-- Available data follows --
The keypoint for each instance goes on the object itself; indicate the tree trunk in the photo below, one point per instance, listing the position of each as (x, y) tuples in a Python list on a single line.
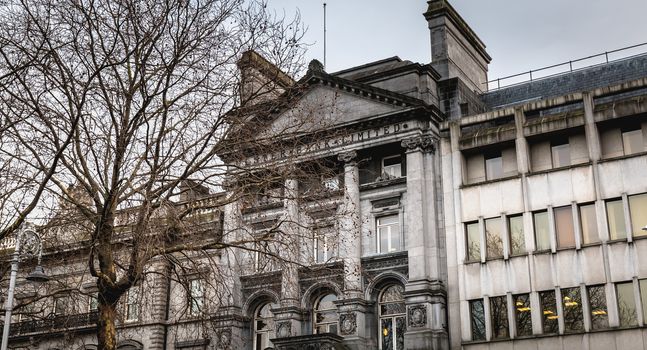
[(106, 330)]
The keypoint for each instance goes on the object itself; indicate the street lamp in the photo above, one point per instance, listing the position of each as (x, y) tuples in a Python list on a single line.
[(32, 242)]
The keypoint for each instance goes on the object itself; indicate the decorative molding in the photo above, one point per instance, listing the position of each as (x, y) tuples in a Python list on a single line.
[(417, 315), (284, 329), (423, 143), (347, 157), (348, 323)]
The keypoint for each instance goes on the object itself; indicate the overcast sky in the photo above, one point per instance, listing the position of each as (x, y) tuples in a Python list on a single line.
[(519, 34)]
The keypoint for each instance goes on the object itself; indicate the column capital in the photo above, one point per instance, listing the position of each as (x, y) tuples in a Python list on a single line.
[(347, 157), (423, 143)]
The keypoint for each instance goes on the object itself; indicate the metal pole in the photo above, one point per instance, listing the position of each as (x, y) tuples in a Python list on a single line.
[(12, 284)]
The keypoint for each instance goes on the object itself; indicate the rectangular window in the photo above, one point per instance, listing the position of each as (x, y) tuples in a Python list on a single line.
[(132, 304), (93, 303), (477, 315), (632, 141), (542, 232), (548, 312), (388, 234), (638, 212), (517, 237), (324, 244), (494, 238), (627, 310), (564, 227), (196, 297), (473, 242), (616, 219), (598, 307), (499, 310), (643, 297), (589, 224), (523, 314), (493, 166), (392, 167), (572, 306), (561, 154)]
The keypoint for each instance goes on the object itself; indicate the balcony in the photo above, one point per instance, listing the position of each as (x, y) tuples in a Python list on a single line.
[(54, 324)]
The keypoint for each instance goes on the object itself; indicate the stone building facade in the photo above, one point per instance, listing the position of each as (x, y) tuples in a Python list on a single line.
[(452, 216)]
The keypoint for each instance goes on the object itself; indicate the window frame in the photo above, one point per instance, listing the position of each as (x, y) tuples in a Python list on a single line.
[(378, 234)]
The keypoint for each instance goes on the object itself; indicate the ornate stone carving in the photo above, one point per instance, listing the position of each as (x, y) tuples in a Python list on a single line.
[(417, 315), (347, 157), (424, 143), (284, 329), (348, 323)]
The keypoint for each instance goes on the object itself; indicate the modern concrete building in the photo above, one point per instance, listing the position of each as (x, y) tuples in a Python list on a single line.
[(448, 216)]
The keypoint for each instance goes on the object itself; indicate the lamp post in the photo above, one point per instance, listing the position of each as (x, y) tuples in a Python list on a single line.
[(32, 241)]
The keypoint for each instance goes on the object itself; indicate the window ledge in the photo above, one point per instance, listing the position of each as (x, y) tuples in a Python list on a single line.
[(480, 183)]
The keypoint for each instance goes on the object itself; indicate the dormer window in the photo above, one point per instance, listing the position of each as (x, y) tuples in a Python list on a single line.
[(391, 167)]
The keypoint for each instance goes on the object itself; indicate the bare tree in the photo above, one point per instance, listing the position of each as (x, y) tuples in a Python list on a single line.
[(108, 107)]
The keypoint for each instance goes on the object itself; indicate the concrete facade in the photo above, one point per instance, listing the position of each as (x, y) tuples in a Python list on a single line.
[(460, 218)]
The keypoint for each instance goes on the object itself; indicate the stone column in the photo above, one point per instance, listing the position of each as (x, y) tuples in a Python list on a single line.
[(288, 315), (425, 294), (351, 306)]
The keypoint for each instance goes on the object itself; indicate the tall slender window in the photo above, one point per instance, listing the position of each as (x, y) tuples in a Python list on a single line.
[(638, 211), (477, 317), (542, 232), (548, 312), (494, 238), (325, 315), (598, 307), (263, 326), (572, 307), (616, 219), (473, 242), (196, 297), (392, 318), (561, 154), (493, 166), (523, 314), (388, 234), (627, 310), (517, 237), (589, 224), (499, 310), (564, 227)]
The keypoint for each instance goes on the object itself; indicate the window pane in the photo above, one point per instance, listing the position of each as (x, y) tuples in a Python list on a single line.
[(616, 219), (643, 297), (499, 309), (523, 314), (473, 242), (561, 155), (494, 168), (494, 238), (517, 239), (564, 227), (588, 222), (572, 306), (477, 314), (626, 304), (598, 303), (638, 212), (542, 233), (548, 312), (632, 141)]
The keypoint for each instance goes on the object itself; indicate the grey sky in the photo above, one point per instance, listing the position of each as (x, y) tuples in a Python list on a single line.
[(519, 34)]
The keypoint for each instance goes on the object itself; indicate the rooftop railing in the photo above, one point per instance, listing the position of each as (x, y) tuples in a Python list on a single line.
[(567, 67)]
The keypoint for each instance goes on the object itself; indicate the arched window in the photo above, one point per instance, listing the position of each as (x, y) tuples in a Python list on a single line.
[(392, 318), (325, 315), (263, 326)]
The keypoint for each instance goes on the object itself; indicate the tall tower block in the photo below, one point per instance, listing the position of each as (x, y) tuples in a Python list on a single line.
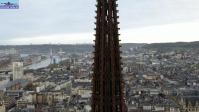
-- Available data concluded --
**Exercise instructions**
Every record gets retyped exactly; no picture goes into the copy.

**Finished exercise**
The keypoint for each instance goes on the object itself; indicate the tree trunk in the photo below, one point per instance, listing the position of each as (x, y) tuples in a Python list on a single line.
[(106, 330)]
The keypoint for each instance goes on the object itself; indicate the street lamp in the photo above, one point per instance, listing the position of each as (x, y) tuples in a Python list on a single line.
[(32, 242)]
The keypoint for each instance goes on the object itself; indicate the decorative molding in the photo above, one point per instance, listing the position of each as (x, y) tuples in a Python list on a single line.
[(417, 315), (284, 329), (423, 143), (347, 157), (348, 323)]
The keypoint for each instance goes on the object itself; indicate the overcast sky in the photo above, one point per instance, listing the position of each as (x, y) tuples in a Python list on a single line.
[(519, 34)]
The keypoint for each instance goes on the object itself; indicate the column capital in the photo above, one point per instance, listing the position of each as (x, y) tuples in a Python list on a single line.
[(347, 157), (423, 143)]
The keypoint for each instance goes on the object itself; indicate the metal pole in the photo above, one point per instance, listing the position of each as (x, y) tuples in a Python list on a single line.
[(12, 284)]
The keypoint for each instance goes on the object itself; indicate the rectangular window in the photo above, one point per instance, listing the position of each as (x, y) tuples in a Python list on a single line.
[(132, 304), (93, 303), (477, 315), (632, 141), (542, 232), (548, 312), (388, 234), (638, 212), (517, 237), (324, 244), (494, 238), (627, 310), (564, 227), (196, 297), (473, 242), (616, 219), (598, 307), (499, 310), (643, 297), (589, 224), (523, 314), (493, 166), (392, 167), (572, 306), (561, 154)]
The keypoint for each instance goes on the object itself; indicate the balcony in the photo above, one point per instance, listing the position of each as (x, y) tuples in a Python list on a single line.
[(54, 324)]
The keypoint for each instance goes on the object itself; indicate the stone building facade in the photo above, one point per instance, listing the position of each as (x, y) tuples in a Python list on a single line.
[(452, 216)]
The keypoint for each instance goes on the object itself; indicate the window frame in the photo above, one point per instance, listing the position of each as (x, y) tuples in a Python list on a single line.
[(378, 234)]
The keypoint for each instance goes on the object itself; indicate the ornate stone carving in the photo above, one point per instance, listing the position of each as (x, y) tuples in a Python list on a single line.
[(417, 315), (347, 157), (424, 143), (284, 329), (348, 323)]
The keypoint for each instance goes on the object itself; indicate the modern concrete building in the photo above, one point per instance, listing the position of each as (x, y) tuples in a Python list on a single line.
[(448, 216)]
The keypoint for each instance goes on the object itself; indicate the lamp post in the photo above, one point per instance, listing the position of each as (x, y) tuples in a Python list on a single line.
[(32, 241)]
The keypoint for each instance goes on the object itself; indicate the window ledge in the photo above, one point per instance, listing the position of each as (x, y) tuples in a Python list on a single line.
[(480, 183)]
The keypoint for each instance goes on the object itself; indicate the dormer window in the photo above, one point per instance, listing the position of each as (x, y) tuples in a Python list on a single line.
[(391, 167)]
The keypoint for each instance goes on the object itself; indicate the bare tree in the photo above, one point per instance, listing the position of each as (x, y) tuples in a Python list on a single line.
[(108, 107)]
The keypoint for each instance goes on the object itself; indicate the concrete facade in the photo above, one point per instance, listing the position of each as (x, y) tuples in a Python list on a single line.
[(460, 218)]
The keypoint for each instance goes on the object itself; indicate the stone column in the photo above, one point per instance, listing the position of each as (x, y) tuples in a Python list on a single line.
[(288, 315), (425, 294), (351, 306)]
The keypoint for each instance goes on the object itself; indicate the tall slender window in the photo above, one point per instance, listing the position of each as (x, y) tuples in a Python list on a single line.
[(638, 211), (477, 317), (542, 232), (548, 312), (494, 238), (325, 315), (598, 307), (263, 326), (572, 307), (616, 219), (473, 242), (196, 297), (392, 318), (561, 154), (493, 166), (523, 314), (388, 234), (627, 310), (517, 237), (589, 224), (499, 310), (564, 227)]
The keypoint for each instance goes on the object itself; indicate the window pane in the photo above, one point per instance, listing the position of each as (x, y) tuples in a Python list on a single line.
[(616, 219), (643, 297), (499, 309), (523, 314), (473, 242), (561, 155), (494, 168), (494, 238), (517, 239), (564, 227), (588, 222), (572, 306), (477, 314), (626, 304), (598, 303), (638, 212), (542, 233), (548, 312), (632, 141)]
The keypoint for each instance goes on the object itself; indicate the grey sky in the photo above, one point per instance, listing the position of each as (x, y) tuples in a Python list on a single line.
[(519, 34)]
The keypoint for each instance goes on the object itself; indicate the rooftop railing in the photo above, one point per instance, listing the position of each as (x, y) tuples in a Python list on a single line.
[(567, 67)]
The keypoint for each instance goes on the object itself; indicate the arched window in the photo above, one point per instance, listing the position of each as (x, y) tuples in a Python list on a single line.
[(392, 318), (325, 315), (263, 326)]
The keypoint for each instance goes on the object itself; indicate the tall tower block in the photo below, one point per instance, listing the position of each as (x, y) tuples in a Python list on a single line.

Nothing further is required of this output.